## DATASET ROWS
------
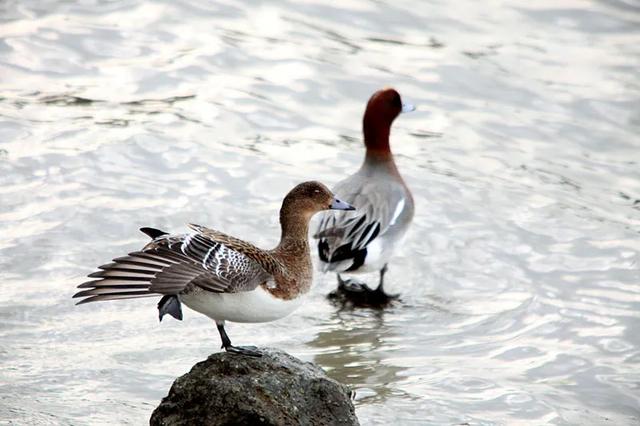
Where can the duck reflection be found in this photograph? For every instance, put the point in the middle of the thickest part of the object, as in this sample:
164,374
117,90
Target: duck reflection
357,350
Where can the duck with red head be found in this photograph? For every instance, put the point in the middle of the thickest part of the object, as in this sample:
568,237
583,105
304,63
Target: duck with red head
222,277
366,240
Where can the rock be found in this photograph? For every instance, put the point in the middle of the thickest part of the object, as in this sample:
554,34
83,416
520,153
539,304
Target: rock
275,389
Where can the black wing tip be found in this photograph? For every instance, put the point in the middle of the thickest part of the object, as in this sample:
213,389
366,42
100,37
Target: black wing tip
153,233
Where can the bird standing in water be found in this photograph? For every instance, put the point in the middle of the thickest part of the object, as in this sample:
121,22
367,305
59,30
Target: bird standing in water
365,240
220,276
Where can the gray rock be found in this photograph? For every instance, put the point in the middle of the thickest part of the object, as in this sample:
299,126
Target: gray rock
276,389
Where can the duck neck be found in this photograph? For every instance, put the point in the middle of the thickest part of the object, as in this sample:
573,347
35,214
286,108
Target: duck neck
294,239
376,138
294,254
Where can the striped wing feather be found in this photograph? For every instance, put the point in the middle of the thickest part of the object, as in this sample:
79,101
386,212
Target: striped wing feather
172,264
------
## OBJECTIVE
Substitute "image" for "photograph" wherever it occurs in the entries above, and reproduce all of them with everything else unchanged. Leave the pictures out.

## FULL RESPONSE
Where can the duck reflection be found in this image? For every instance, put the point in the middle of the thickest part of the object, as in this sample:
164,374
117,90
Target: duck reflection
357,350
Where can the duck with red head be found in this image? For every instance, put the point in the middle of the thickest part of the object, as in this sample:
568,237
583,105
304,63
Target: duck with red head
222,277
366,240
Where can the rock be found in this image? For every instance, put the point in the middle of the thickest part of the object, as in this sample:
554,34
83,416
520,153
539,304
Target: rock
275,389
Where can the black wing tip be found in this image? For every instance, put the point in the middle of the thickest part of the object, as in this sample:
213,389
366,42
100,37
Target: black wing tip
153,233
Where can the bird standing in water be found in this image? For every instance, put the point in the middle of the thickest part of the object, as in this sample:
121,22
367,305
59,30
Target: bird standing in water
365,240
220,276
Where can the gray rock be found in this image? For every instance, put the point in the middle of the thickest part of the object, as in this sample:
299,126
Target: gray rock
276,389
Where can the duck neck be found in this image? For every instance, put the point in the middle of the thickest part of the object, as in this sample:
573,347
35,214
286,108
Target: duck neck
294,239
376,138
294,254
Where can the striped wing feather be found in this image? For every instance, put the point in the middle of the thickest part of the object, as in this sample:
79,101
386,212
Target: striped wing feather
172,264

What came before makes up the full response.